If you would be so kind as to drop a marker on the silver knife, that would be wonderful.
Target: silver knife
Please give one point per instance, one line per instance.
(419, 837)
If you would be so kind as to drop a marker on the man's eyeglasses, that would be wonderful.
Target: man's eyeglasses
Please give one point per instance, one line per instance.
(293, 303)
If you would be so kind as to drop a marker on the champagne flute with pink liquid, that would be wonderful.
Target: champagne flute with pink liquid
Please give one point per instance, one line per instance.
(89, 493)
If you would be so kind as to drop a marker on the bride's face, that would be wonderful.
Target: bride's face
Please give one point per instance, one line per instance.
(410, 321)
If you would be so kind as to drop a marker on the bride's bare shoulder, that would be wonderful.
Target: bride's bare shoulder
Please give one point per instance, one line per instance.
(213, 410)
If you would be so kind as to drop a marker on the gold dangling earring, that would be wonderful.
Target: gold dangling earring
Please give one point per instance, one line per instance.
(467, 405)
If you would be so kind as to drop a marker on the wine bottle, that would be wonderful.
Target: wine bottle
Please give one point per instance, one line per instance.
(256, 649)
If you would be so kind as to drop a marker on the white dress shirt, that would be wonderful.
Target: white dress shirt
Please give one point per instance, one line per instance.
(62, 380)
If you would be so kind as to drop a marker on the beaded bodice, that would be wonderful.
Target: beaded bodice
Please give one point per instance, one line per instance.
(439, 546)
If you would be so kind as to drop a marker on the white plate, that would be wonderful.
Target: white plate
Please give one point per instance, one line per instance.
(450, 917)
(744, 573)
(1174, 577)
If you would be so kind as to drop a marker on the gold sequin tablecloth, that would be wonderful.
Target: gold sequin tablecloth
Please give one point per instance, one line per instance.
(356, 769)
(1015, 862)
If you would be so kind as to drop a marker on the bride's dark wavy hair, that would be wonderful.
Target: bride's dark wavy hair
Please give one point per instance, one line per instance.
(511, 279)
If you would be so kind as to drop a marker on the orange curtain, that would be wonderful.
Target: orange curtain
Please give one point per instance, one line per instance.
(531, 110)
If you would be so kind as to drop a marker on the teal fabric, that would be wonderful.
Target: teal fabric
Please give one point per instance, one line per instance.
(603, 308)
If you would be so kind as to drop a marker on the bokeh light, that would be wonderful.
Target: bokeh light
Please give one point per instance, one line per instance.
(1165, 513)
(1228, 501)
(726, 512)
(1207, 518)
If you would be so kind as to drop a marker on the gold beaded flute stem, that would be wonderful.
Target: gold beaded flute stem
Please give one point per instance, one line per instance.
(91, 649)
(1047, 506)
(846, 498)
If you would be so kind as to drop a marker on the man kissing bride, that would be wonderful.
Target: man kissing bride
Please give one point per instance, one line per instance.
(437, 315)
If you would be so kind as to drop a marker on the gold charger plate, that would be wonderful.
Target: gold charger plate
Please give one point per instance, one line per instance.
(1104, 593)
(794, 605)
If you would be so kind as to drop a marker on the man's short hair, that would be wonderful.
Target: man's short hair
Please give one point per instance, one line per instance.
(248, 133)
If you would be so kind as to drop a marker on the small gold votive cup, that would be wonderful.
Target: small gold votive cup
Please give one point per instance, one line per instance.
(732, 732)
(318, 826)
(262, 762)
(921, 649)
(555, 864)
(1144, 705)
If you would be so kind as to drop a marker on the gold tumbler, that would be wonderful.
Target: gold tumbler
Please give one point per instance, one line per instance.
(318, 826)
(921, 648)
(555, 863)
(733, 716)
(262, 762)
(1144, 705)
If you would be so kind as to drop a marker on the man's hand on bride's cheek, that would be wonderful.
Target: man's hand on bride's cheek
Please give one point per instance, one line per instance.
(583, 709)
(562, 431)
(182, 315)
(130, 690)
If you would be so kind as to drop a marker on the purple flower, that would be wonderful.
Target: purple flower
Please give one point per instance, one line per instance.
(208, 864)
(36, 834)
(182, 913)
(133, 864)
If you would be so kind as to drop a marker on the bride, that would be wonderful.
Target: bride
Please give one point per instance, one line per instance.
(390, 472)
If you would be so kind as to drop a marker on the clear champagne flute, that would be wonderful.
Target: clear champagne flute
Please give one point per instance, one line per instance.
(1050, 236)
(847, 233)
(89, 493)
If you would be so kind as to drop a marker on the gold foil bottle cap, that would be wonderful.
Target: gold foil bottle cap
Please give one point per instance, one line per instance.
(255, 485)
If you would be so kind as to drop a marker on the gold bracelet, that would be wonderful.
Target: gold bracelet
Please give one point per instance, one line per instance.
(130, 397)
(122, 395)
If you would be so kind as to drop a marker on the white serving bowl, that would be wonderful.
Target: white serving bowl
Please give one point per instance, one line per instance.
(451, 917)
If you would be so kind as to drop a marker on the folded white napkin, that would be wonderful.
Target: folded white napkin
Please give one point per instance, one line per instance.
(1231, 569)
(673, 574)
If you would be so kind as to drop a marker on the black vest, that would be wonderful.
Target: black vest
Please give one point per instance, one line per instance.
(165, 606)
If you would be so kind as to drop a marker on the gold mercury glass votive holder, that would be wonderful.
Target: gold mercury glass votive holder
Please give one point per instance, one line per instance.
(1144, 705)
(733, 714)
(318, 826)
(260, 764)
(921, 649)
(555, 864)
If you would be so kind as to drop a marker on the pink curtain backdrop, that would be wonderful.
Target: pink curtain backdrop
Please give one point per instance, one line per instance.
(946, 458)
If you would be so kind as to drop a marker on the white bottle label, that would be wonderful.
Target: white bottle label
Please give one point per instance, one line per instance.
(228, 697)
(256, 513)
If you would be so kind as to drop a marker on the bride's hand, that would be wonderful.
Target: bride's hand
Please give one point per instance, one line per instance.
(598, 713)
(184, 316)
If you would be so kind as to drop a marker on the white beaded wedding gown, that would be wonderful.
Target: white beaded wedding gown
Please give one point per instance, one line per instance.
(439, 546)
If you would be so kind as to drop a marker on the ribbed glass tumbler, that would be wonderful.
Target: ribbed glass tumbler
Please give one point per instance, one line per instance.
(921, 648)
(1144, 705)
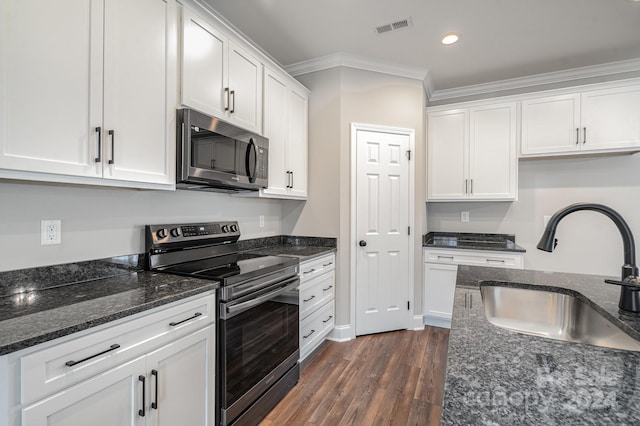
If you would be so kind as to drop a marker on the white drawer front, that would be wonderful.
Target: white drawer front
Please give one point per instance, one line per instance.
(49, 370)
(312, 268)
(475, 258)
(315, 328)
(314, 293)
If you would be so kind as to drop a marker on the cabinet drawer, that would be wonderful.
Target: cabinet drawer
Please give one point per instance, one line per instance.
(315, 328)
(316, 292)
(56, 367)
(475, 258)
(312, 268)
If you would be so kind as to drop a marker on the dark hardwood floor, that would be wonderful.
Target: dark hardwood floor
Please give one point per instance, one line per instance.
(392, 378)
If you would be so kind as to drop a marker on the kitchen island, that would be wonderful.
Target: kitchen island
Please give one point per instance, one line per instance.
(499, 377)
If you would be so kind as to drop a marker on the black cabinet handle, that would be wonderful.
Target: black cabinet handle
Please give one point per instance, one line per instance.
(112, 134)
(111, 348)
(154, 404)
(141, 411)
(196, 315)
(99, 132)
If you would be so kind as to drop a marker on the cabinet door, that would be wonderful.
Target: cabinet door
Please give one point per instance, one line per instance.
(109, 399)
(447, 144)
(245, 89)
(439, 289)
(137, 89)
(297, 143)
(203, 66)
(493, 158)
(51, 85)
(276, 129)
(183, 374)
(611, 118)
(550, 125)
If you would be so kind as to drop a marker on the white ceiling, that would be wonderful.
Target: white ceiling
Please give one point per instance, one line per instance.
(501, 39)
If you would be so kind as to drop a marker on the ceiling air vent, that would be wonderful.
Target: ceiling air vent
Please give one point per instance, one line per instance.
(394, 26)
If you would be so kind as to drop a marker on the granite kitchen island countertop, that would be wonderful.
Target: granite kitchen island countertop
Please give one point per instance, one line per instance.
(499, 377)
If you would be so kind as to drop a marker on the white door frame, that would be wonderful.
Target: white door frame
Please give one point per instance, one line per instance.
(354, 238)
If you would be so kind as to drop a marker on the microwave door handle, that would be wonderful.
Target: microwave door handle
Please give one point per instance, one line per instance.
(251, 168)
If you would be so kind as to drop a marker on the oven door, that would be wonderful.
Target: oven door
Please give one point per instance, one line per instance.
(257, 345)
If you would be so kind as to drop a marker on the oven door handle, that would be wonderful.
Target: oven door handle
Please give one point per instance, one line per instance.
(233, 310)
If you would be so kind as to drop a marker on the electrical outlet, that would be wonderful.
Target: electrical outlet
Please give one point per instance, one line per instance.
(50, 231)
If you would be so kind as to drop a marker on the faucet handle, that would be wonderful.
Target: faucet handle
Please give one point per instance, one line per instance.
(630, 281)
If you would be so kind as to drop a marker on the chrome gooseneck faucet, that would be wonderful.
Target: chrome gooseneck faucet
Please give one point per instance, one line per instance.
(630, 291)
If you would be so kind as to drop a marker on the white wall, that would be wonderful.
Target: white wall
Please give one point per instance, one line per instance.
(588, 242)
(102, 222)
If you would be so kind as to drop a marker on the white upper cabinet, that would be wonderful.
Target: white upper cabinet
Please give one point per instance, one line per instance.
(471, 153)
(593, 121)
(219, 77)
(285, 125)
(88, 90)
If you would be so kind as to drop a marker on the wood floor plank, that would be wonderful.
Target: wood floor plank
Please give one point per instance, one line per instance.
(392, 378)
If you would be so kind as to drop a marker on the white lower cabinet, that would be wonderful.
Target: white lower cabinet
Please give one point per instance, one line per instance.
(441, 271)
(317, 302)
(165, 377)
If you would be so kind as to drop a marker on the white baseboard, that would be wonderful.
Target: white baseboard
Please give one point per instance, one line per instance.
(342, 333)
(437, 322)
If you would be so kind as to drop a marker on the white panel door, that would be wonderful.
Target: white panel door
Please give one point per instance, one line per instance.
(382, 215)
(245, 89)
(447, 159)
(50, 85)
(203, 65)
(550, 125)
(492, 152)
(135, 87)
(276, 129)
(183, 372)
(611, 118)
(298, 143)
(113, 398)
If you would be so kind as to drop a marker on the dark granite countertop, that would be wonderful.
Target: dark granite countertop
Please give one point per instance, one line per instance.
(471, 241)
(499, 377)
(36, 316)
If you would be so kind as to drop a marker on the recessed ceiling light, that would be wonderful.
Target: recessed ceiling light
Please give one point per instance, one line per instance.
(450, 38)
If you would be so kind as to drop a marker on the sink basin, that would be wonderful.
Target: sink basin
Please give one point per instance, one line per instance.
(552, 315)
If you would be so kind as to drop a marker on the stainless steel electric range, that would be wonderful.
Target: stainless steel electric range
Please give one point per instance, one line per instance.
(258, 325)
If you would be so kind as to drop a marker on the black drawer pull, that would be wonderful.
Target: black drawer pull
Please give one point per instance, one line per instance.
(155, 404)
(196, 315)
(141, 411)
(111, 348)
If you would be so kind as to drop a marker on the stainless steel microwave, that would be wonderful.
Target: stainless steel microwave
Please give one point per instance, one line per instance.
(217, 156)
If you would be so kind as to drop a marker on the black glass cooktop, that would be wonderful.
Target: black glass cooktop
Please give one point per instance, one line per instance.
(232, 268)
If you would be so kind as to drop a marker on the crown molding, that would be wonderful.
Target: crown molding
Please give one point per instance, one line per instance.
(354, 61)
(595, 71)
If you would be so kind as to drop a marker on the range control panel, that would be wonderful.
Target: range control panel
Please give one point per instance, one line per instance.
(159, 235)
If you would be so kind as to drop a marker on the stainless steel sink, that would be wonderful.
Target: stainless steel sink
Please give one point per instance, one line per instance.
(552, 315)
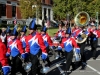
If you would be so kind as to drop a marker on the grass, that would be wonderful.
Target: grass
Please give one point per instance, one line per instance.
(50, 31)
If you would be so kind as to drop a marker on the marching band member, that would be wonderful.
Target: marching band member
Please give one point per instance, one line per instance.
(23, 36)
(47, 41)
(46, 38)
(3, 35)
(60, 32)
(82, 46)
(35, 45)
(8, 31)
(3, 59)
(88, 29)
(98, 31)
(15, 50)
(94, 39)
(69, 43)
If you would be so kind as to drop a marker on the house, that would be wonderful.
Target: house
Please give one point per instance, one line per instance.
(10, 10)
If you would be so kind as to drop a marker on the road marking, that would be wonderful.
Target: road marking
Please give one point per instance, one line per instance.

◆ **Written instruction**: Quote, without any change, each line from the one that contains "grass, that would be wonderful." through the end of the material.

◆ **Complete answer**:
If you would be so kind as to drop a marker on the grass, that would be wonderful.
Target: grass
Please give one point per instance, one line per instance.
(50, 31)
If you would be so kind as to drop a marker on the marching band member, that would be wonderful.
Target: marching band member
Please give one point per instance, one line per instance.
(23, 36)
(47, 41)
(46, 38)
(3, 35)
(60, 32)
(82, 46)
(35, 45)
(8, 31)
(3, 59)
(88, 29)
(98, 31)
(15, 50)
(94, 39)
(69, 43)
If you would be so kind as to drop a marker on the house, that would be wonderful.
Target: house
Please give one point per instance, one line per instance.
(10, 10)
If you would be so kind as to drop a marker on the road marking, that would be wonderful.
Target: road marking
Please give one point per instance, one line per instance.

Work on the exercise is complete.